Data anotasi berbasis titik
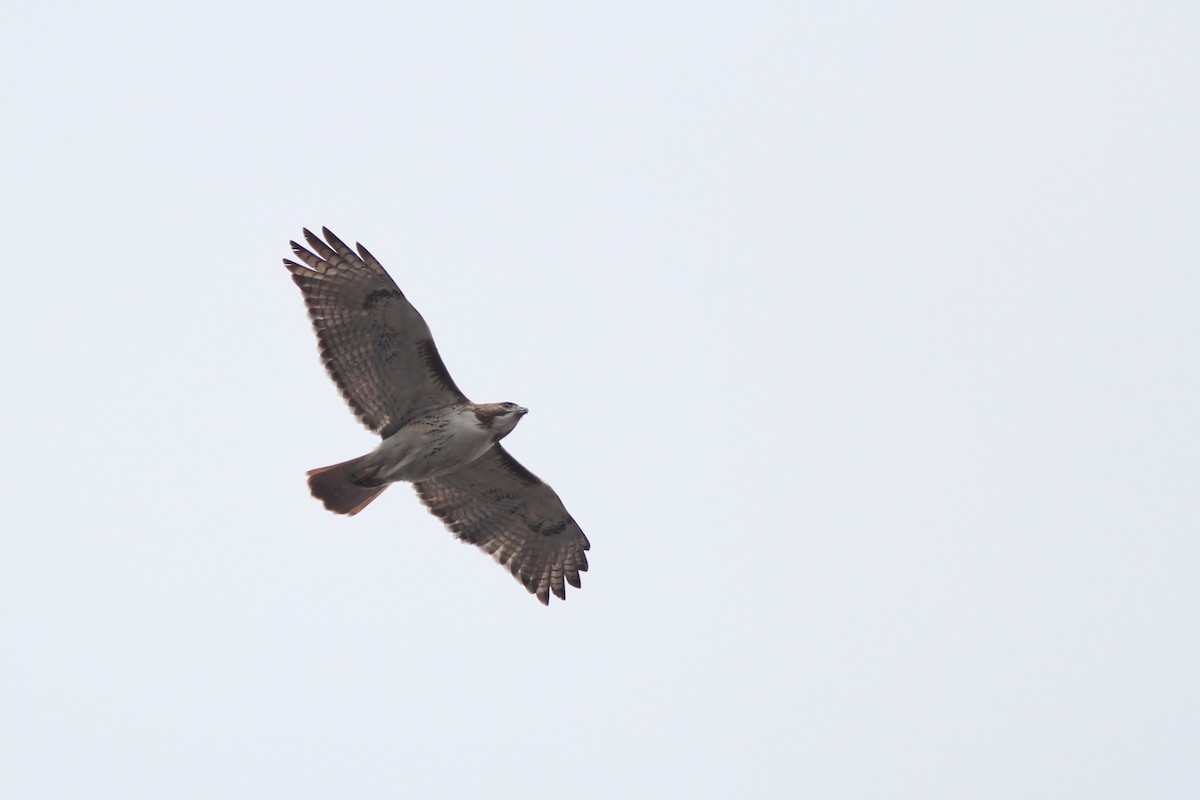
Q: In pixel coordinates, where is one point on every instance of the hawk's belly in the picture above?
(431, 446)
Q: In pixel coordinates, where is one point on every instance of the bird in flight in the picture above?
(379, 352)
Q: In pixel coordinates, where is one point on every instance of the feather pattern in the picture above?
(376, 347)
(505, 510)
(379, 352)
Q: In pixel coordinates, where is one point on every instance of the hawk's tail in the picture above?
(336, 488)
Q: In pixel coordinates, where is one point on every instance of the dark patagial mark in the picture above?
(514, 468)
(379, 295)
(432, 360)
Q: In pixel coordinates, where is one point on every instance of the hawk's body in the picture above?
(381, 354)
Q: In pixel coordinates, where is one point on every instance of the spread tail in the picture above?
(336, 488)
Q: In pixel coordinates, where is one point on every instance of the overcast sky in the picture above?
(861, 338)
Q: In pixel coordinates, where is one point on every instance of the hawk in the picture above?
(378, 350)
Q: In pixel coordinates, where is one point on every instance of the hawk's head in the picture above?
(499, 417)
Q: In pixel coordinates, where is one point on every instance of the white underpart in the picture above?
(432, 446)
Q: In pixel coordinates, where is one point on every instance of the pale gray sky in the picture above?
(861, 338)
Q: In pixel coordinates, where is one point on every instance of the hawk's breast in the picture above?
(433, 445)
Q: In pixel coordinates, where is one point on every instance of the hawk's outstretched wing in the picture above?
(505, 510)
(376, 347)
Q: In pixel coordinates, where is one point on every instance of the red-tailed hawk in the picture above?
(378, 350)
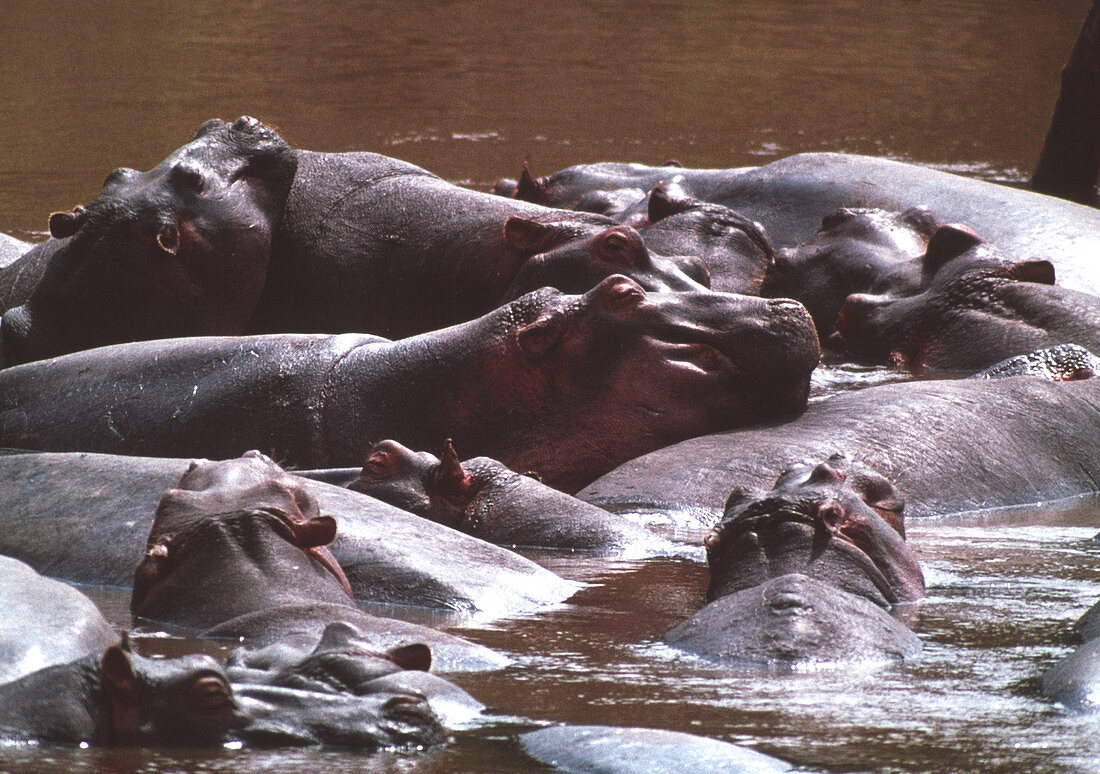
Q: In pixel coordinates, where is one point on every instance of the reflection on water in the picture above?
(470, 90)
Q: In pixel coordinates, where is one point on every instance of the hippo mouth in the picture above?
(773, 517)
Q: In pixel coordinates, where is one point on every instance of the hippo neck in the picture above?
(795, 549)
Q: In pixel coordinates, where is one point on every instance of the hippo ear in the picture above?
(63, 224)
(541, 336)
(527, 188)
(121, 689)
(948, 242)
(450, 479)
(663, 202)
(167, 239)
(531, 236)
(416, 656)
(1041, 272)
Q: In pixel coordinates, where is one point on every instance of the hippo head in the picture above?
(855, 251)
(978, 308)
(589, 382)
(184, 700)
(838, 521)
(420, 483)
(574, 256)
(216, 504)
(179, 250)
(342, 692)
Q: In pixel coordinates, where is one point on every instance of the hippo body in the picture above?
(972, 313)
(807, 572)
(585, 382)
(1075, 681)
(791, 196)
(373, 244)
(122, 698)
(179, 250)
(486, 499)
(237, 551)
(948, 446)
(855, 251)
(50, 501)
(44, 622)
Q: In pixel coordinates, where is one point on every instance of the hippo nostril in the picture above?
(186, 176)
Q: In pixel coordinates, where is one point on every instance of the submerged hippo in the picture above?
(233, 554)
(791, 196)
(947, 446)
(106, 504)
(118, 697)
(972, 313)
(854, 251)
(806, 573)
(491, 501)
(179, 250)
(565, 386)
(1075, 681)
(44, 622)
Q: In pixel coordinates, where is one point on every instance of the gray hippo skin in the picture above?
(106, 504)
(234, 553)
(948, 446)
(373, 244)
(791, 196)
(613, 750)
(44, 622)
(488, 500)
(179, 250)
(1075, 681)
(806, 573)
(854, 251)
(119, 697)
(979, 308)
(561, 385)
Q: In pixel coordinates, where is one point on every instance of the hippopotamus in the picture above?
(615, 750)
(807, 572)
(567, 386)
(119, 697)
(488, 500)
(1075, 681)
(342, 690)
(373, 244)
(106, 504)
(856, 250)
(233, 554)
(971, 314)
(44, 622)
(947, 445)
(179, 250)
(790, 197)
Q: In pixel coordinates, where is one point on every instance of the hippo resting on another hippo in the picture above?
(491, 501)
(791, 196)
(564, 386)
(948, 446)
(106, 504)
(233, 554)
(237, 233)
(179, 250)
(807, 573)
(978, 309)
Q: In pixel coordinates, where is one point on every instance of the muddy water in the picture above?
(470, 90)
...
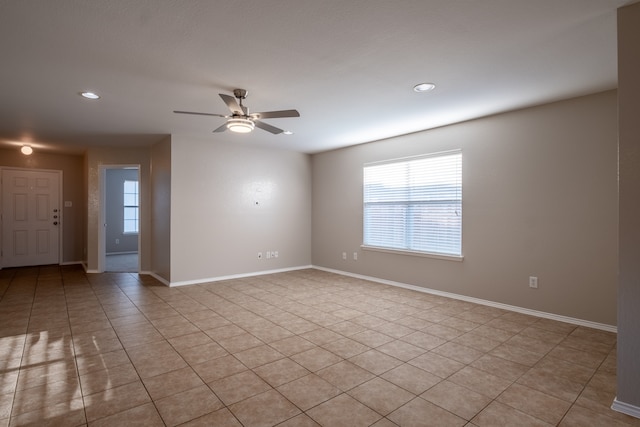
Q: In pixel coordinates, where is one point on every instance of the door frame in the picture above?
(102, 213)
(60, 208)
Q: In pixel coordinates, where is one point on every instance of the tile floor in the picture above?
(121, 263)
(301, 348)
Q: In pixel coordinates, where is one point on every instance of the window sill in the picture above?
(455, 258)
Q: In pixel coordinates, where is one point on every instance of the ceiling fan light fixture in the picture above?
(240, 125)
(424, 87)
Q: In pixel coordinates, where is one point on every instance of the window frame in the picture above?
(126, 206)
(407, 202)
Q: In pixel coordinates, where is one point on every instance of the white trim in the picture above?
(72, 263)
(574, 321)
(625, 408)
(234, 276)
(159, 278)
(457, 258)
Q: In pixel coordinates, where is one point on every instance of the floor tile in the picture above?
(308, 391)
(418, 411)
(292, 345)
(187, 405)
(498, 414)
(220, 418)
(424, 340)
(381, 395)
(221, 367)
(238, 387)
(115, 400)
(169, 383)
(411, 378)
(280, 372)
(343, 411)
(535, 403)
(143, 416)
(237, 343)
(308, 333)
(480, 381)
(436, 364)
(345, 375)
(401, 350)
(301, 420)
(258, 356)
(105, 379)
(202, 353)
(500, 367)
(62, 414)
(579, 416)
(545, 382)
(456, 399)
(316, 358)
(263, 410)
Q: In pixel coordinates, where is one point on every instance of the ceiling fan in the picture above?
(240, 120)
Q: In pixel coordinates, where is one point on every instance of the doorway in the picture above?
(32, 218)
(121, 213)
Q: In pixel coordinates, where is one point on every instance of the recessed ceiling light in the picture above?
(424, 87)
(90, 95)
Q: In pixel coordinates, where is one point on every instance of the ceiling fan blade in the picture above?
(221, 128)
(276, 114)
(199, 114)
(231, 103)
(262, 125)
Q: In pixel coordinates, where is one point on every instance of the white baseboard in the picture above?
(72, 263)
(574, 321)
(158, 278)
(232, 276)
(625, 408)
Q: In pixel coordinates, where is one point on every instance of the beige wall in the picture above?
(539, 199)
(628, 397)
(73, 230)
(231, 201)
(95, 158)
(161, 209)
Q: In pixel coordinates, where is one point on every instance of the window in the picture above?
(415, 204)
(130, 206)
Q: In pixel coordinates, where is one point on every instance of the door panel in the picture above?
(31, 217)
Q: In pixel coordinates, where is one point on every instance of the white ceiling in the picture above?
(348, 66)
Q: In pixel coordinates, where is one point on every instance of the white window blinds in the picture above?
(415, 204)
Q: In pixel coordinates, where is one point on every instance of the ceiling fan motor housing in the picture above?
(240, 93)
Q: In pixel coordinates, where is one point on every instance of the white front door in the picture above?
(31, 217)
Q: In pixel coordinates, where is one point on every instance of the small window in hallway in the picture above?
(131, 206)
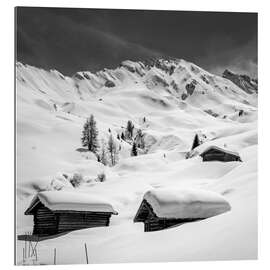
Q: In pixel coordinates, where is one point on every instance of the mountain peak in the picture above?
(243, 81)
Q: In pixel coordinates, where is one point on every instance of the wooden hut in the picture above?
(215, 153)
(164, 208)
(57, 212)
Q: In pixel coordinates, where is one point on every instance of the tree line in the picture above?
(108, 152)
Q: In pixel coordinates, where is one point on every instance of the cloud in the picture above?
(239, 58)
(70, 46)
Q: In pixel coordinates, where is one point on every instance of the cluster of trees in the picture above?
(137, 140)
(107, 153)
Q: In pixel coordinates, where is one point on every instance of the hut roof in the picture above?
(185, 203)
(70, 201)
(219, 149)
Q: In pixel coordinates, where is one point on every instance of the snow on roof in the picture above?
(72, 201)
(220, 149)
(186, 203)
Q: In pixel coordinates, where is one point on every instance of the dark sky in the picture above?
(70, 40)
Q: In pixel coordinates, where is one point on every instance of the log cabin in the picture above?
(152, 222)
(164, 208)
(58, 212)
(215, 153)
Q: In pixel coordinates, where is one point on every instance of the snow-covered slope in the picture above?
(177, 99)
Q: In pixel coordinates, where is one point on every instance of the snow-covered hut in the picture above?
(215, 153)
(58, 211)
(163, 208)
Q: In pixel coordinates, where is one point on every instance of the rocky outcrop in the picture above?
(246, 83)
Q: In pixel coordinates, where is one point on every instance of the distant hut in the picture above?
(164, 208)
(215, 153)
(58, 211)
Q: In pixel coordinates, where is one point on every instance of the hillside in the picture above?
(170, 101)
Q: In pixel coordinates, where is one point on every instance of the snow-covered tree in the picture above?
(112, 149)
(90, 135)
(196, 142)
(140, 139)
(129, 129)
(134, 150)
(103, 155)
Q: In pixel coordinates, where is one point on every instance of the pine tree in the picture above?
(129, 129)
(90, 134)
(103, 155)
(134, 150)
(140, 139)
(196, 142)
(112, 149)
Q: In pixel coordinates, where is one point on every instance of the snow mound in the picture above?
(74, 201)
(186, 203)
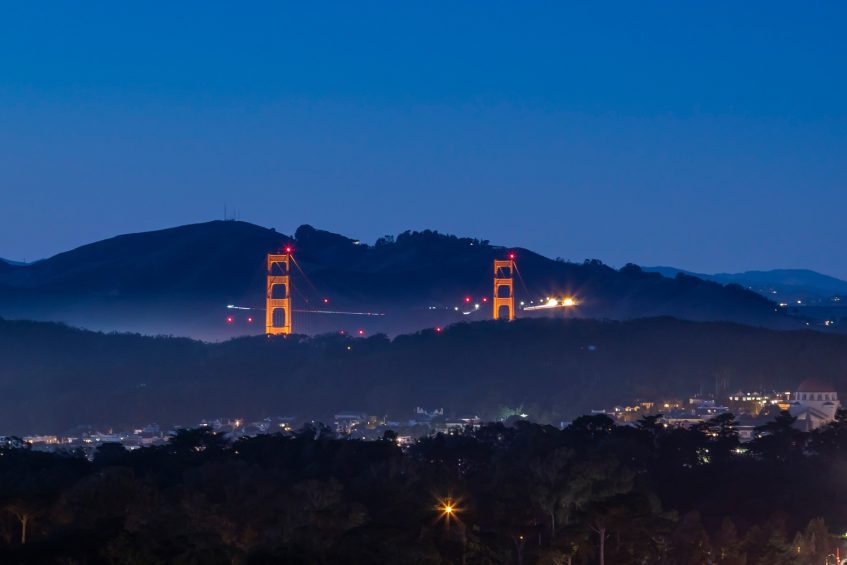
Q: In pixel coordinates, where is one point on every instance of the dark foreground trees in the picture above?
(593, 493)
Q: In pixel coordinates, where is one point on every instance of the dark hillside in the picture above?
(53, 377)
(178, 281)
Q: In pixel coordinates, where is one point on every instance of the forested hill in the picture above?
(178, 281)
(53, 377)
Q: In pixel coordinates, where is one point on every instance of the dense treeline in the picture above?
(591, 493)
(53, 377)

● **Tujuan**
Perbarui bagian data mulai dari baris yang memuat "ear in the picture above?" sampai dengan baris yang memuat "(1041, 272)" dengan mengganti "hippo ear" menjadi "hippopotamus ear" tanpa mengubah apa pun selain itu. Sajikan hanya baris-baris pada bagian tersebut.

● **Hasil Latihan**
Q: In pixel coordinates, where is one point on every instance of the hippopotamus ear in the picture above?
(63, 224)
(541, 336)
(527, 188)
(121, 689)
(948, 242)
(450, 479)
(663, 202)
(167, 239)
(531, 236)
(416, 656)
(1041, 272)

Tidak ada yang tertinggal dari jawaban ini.